◆ **Raw data**

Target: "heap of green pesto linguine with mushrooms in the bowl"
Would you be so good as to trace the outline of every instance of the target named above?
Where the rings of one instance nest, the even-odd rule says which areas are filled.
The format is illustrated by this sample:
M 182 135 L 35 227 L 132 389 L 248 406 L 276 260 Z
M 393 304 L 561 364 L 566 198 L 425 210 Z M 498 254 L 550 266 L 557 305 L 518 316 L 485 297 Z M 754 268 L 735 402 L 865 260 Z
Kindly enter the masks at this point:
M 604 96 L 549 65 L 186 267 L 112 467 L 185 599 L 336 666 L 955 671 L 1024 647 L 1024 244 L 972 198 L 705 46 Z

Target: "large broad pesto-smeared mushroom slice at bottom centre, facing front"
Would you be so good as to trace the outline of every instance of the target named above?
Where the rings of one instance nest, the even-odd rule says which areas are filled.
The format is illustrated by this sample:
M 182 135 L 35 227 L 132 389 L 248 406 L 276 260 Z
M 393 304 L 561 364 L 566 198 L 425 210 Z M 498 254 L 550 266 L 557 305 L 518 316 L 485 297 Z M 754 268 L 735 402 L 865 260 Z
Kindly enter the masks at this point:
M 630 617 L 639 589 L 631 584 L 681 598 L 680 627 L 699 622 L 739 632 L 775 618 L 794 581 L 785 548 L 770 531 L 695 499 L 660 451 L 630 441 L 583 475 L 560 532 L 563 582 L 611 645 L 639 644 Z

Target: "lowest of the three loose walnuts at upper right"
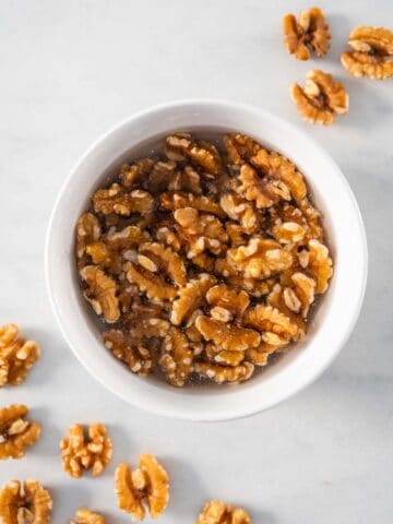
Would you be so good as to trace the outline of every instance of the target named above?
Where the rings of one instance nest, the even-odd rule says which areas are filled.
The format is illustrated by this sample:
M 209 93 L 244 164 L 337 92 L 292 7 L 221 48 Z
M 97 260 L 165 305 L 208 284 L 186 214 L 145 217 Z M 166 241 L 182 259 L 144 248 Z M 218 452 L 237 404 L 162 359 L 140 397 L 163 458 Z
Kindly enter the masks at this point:
M 333 76 L 323 71 L 310 71 L 306 87 L 293 84 L 290 94 L 301 117 L 311 123 L 330 126 L 336 115 L 345 115 L 349 108 L 344 85 L 334 82 Z

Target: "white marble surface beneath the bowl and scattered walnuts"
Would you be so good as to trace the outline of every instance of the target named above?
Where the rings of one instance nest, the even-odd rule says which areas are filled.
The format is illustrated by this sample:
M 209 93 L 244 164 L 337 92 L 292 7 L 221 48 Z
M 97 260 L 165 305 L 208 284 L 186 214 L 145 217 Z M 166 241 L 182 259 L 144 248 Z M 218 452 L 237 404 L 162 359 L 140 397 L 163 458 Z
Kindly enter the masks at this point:
M 332 50 L 302 63 L 281 44 L 281 16 L 300 1 L 0 2 L 0 320 L 16 321 L 43 347 L 29 380 L 0 400 L 28 403 L 44 426 L 26 458 L 0 464 L 0 480 L 38 476 L 53 493 L 52 522 L 81 505 L 129 522 L 116 510 L 112 474 L 143 450 L 171 475 L 163 524 L 192 523 L 210 498 L 243 504 L 261 524 L 392 522 L 393 81 L 349 78 L 338 56 L 353 26 L 392 22 L 393 5 L 321 4 Z M 348 116 L 330 129 L 302 123 L 288 97 L 311 68 L 337 74 L 349 91 Z M 333 366 L 275 409 L 224 424 L 159 418 L 108 393 L 68 349 L 44 282 L 49 213 L 78 157 L 133 111 L 192 96 L 252 103 L 312 133 L 355 191 L 370 250 L 365 306 Z M 73 480 L 59 440 L 69 424 L 94 419 L 114 437 L 112 465 L 98 479 Z

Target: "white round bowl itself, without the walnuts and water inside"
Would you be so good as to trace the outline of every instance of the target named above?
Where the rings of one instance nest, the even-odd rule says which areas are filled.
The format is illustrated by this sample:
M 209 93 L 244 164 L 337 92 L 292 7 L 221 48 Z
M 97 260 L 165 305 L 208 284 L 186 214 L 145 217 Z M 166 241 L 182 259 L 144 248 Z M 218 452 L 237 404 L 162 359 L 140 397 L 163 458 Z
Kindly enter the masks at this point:
M 294 160 L 324 214 L 334 276 L 302 344 L 241 385 L 175 389 L 131 373 L 105 349 L 74 267 L 74 227 L 93 189 L 124 158 L 172 131 L 240 131 Z M 223 100 L 182 100 L 140 112 L 102 136 L 83 155 L 55 204 L 46 246 L 51 305 L 83 366 L 124 401 L 176 418 L 223 420 L 266 409 L 314 380 L 338 354 L 358 317 L 367 279 L 366 235 L 354 194 L 332 158 L 281 118 Z

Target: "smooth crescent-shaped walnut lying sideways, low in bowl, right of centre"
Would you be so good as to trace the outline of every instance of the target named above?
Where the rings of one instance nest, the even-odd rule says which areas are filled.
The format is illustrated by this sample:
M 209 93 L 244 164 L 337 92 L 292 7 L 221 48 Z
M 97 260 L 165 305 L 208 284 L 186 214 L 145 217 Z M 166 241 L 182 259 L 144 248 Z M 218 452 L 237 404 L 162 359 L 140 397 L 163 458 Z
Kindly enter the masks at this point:
M 227 324 L 209 317 L 198 317 L 195 326 L 206 342 L 213 341 L 216 346 L 229 352 L 241 352 L 249 347 L 257 347 L 260 335 L 254 330 Z

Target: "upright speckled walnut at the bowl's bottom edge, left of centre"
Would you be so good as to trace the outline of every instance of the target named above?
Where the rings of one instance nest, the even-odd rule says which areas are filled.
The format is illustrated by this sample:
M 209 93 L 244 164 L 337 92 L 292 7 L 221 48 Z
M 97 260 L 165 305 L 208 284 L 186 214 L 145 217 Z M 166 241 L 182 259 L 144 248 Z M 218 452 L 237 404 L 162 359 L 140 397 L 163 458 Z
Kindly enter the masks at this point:
M 187 336 L 177 327 L 170 327 L 163 344 L 164 353 L 159 365 L 167 381 L 171 385 L 181 388 L 192 371 L 192 348 Z

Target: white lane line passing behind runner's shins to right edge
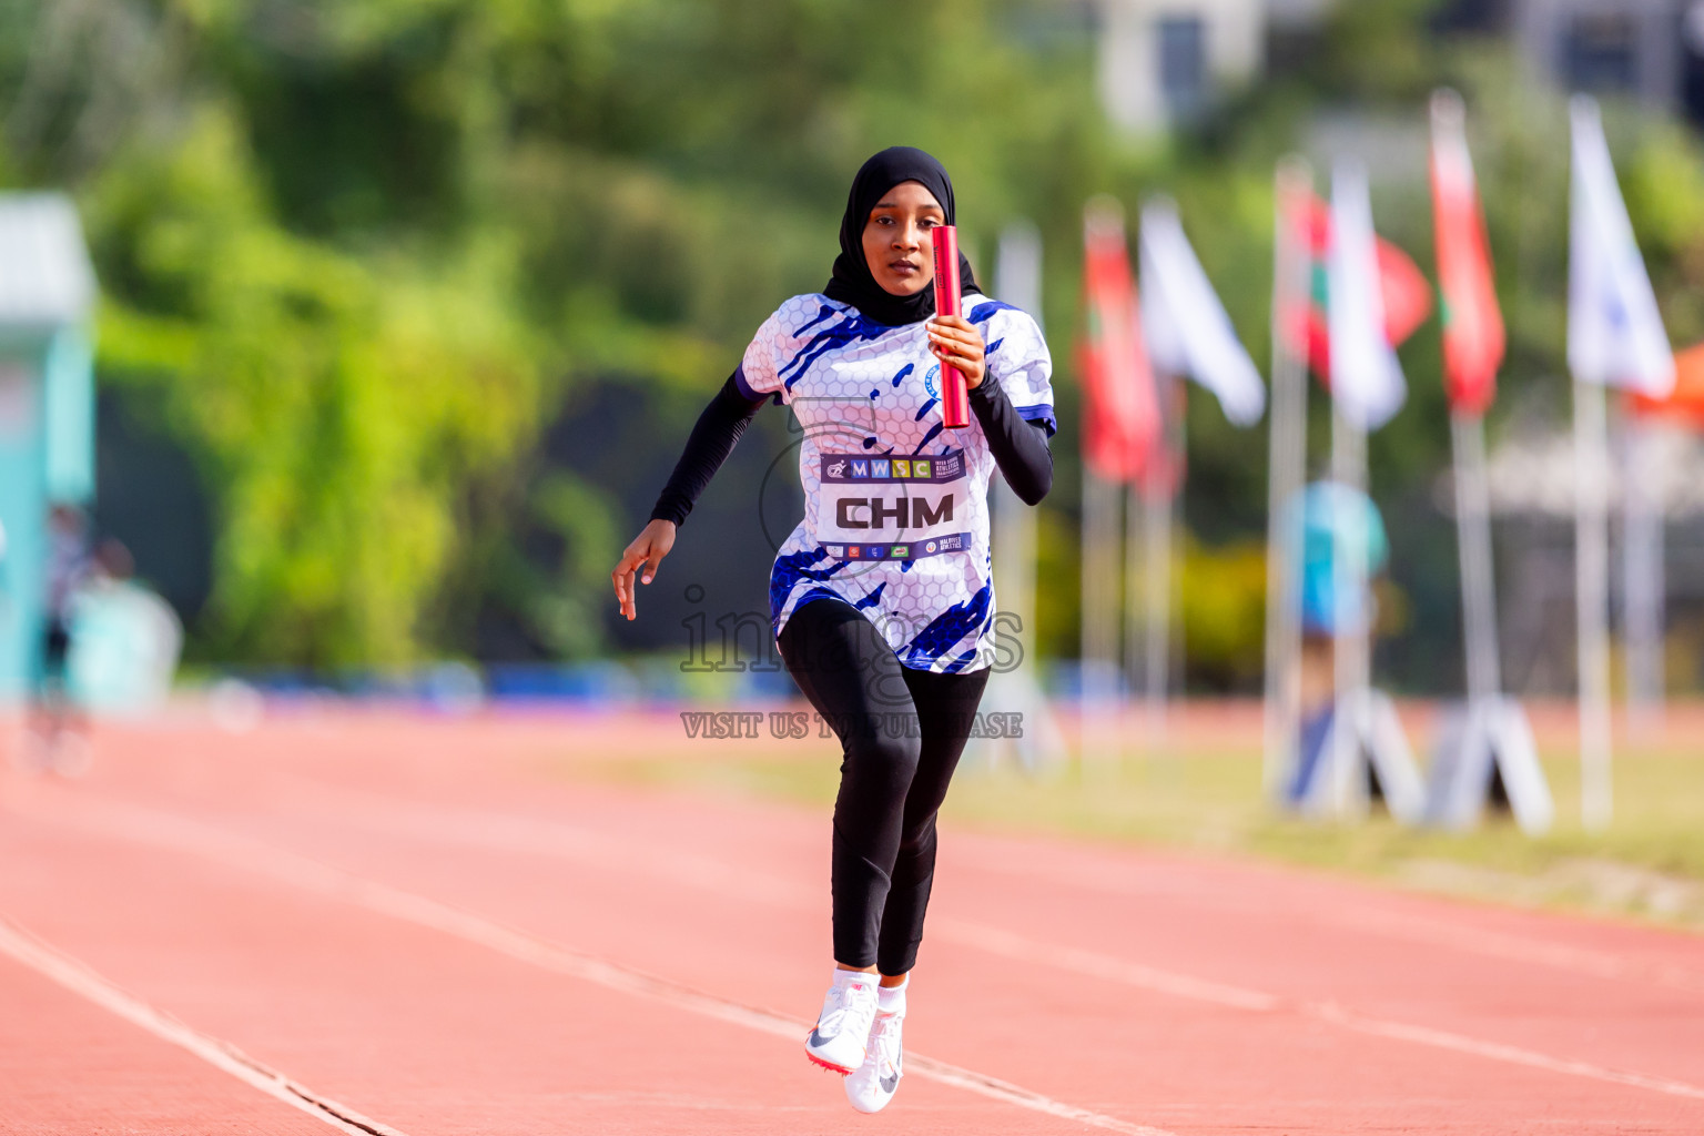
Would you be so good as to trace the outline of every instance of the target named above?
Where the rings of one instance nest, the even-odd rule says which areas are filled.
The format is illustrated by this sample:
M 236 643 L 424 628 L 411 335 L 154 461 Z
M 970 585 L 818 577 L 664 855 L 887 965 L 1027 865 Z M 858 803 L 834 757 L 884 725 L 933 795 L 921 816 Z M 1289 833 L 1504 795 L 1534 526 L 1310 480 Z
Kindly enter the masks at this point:
M 414 816 L 406 818 L 402 816 L 399 802 L 389 797 L 329 787 L 324 794 L 325 797 L 356 797 L 370 806 L 349 811 L 322 809 L 322 814 L 337 811 L 368 831 L 389 831 L 392 835 L 407 835 L 428 841 L 455 841 L 469 846 L 486 846 L 516 853 L 552 855 L 603 869 L 620 865 L 629 870 L 646 872 L 656 879 L 700 887 L 750 903 L 772 903 L 792 908 L 799 904 L 811 904 L 813 899 L 813 892 L 806 892 L 806 889 L 779 877 L 736 869 L 731 863 L 699 853 L 671 852 L 654 846 L 624 846 L 617 850 L 610 836 L 559 821 L 509 818 L 506 814 L 452 812 L 429 806 L 411 806 L 409 811 L 414 812 Z M 811 909 L 815 909 L 815 904 L 811 904 Z M 1520 1064 L 1532 1070 L 1546 1070 L 1549 1073 L 1561 1073 L 1566 1076 L 1583 1076 L 1614 1085 L 1629 1085 L 1673 1097 L 1704 1099 L 1704 1088 L 1678 1080 L 1614 1070 L 1588 1061 L 1552 1058 L 1532 1049 L 1482 1041 L 1428 1025 L 1411 1025 L 1406 1022 L 1361 1017 L 1338 1007 L 1336 1003 L 1302 1001 L 1244 986 L 1215 983 L 1191 974 L 1162 971 L 1159 967 L 1143 966 L 1116 955 L 1038 942 L 1002 928 L 956 920 L 953 916 L 934 916 L 929 927 L 932 935 L 949 938 L 961 947 L 983 950 L 1014 962 L 1053 967 L 1152 993 L 1252 1013 L 1295 1012 L 1358 1034 L 1404 1041 L 1416 1046 L 1430 1046 L 1433 1049 L 1447 1049 L 1459 1054 Z

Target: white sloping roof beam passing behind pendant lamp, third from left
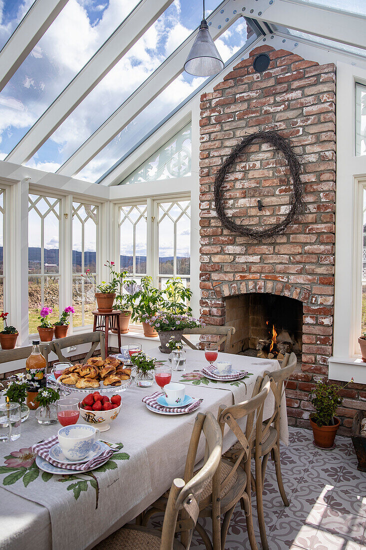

◆ **Work to complete**
Repeat exactly the lines of the material above, taking the first line, the line with "broad pesto-smeared mushroom", and every line between them.

◆ **Task response**
Target: "heap of green pesto linguine with mushrooms in the bowl"
Would you be so good as to trace the outline of every instance of the target named above?
Where the rings of one instance nest, the even-odd rule says which areas are filled.
The format is illustrated by this sample:
M 182 135 L 35 227 L 132 389 L 248 406 L 276 260 Z
M 393 304 L 561 364 L 566 198 L 425 210 Z M 498 254 L 550 266 L 557 305 L 518 316 L 485 297 Z M 754 268 L 735 402 L 865 260 Z
Kindly enter the masks at this point:
M 604 96 L 549 65 L 186 267 L 112 467 L 185 599 L 336 666 L 955 671 L 1024 647 L 1024 244 L 972 198 L 705 46 Z

Target: "large broad pesto-smeared mushroom slice at bottom centre, facing front"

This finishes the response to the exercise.